### ACTIVITY
The word "gray" occurs in some lines of the listing. Copy those lines.

### SOURCE MATERIAL

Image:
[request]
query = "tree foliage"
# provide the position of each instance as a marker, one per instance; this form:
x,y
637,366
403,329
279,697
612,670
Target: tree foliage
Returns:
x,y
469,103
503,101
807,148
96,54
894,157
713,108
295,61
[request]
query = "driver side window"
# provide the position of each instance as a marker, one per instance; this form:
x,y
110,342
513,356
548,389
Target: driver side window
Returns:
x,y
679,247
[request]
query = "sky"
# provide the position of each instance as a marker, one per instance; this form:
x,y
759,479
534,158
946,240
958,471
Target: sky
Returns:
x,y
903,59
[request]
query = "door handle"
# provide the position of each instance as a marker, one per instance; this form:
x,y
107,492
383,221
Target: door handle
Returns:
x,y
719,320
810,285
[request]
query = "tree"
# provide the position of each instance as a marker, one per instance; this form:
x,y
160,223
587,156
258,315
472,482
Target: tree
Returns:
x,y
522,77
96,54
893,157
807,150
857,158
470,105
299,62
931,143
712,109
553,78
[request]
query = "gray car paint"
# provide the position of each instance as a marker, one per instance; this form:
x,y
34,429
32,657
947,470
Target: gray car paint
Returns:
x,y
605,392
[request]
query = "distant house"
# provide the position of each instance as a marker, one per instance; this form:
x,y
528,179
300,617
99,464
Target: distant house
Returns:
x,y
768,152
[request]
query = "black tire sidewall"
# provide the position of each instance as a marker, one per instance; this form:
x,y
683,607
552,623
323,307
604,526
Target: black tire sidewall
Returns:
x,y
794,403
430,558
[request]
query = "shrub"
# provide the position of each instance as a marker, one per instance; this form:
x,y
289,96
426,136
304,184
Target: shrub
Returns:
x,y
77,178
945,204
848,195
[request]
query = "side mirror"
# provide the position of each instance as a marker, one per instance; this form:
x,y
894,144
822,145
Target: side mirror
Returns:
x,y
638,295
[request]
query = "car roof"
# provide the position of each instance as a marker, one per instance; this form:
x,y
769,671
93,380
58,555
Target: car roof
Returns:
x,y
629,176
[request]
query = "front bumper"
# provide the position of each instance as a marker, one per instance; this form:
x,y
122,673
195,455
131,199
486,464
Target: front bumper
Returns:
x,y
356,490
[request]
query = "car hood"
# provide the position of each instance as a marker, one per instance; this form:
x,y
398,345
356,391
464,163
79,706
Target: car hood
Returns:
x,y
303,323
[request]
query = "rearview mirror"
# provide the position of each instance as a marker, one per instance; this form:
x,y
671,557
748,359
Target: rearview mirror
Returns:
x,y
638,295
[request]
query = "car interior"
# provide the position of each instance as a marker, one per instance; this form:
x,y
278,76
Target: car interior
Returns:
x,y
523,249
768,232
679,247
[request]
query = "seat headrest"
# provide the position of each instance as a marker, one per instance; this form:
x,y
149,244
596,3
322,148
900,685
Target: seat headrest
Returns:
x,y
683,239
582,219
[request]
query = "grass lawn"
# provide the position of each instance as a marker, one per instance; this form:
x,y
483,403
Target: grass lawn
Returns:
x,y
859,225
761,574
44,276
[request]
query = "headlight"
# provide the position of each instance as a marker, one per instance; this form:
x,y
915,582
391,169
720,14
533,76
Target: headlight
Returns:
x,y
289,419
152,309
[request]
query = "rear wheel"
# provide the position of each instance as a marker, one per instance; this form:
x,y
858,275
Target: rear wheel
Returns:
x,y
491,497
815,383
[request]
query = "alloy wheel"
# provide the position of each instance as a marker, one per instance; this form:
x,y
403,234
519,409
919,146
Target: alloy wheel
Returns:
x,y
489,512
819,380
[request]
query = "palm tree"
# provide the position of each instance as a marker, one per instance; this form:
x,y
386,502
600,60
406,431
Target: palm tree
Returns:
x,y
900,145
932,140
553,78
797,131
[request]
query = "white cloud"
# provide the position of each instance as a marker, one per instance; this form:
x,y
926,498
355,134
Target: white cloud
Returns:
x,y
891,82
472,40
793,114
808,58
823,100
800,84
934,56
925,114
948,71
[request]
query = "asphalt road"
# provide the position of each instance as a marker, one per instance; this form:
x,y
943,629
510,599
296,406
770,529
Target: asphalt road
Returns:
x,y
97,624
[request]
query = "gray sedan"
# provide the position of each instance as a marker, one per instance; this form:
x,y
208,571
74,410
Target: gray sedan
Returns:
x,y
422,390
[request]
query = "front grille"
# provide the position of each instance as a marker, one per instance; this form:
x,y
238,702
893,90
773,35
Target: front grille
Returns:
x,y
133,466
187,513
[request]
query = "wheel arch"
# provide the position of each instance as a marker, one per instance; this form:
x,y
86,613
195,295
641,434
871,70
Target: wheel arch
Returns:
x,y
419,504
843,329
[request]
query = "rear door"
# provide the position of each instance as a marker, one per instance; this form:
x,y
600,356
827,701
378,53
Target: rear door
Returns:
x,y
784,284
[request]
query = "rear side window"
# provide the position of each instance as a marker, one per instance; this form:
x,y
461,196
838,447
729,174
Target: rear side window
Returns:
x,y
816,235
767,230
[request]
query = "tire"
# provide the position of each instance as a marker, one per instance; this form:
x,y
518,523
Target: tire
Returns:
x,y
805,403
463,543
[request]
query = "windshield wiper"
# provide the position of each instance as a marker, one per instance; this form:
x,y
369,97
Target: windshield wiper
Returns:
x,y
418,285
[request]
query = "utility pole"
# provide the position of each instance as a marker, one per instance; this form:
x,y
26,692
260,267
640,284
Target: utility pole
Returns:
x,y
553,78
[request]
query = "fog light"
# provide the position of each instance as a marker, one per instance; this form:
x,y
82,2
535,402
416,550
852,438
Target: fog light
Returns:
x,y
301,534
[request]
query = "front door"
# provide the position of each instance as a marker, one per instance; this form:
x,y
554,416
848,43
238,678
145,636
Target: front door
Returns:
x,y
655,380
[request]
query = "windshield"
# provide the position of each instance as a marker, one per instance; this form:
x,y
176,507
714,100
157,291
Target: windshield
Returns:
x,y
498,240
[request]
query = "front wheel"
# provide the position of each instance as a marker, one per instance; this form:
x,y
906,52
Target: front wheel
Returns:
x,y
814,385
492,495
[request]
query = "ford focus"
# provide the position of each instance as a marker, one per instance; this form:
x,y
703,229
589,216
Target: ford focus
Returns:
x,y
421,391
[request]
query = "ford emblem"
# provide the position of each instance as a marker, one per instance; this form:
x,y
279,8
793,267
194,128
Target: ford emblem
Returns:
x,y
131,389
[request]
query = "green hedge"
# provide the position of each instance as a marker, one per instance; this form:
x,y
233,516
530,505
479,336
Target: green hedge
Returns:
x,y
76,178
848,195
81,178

### RESULT FOR THIS EXERCISE
query = "gray car paint"
Target: gray car paint
query = "gray sedan"
Target: gray sedan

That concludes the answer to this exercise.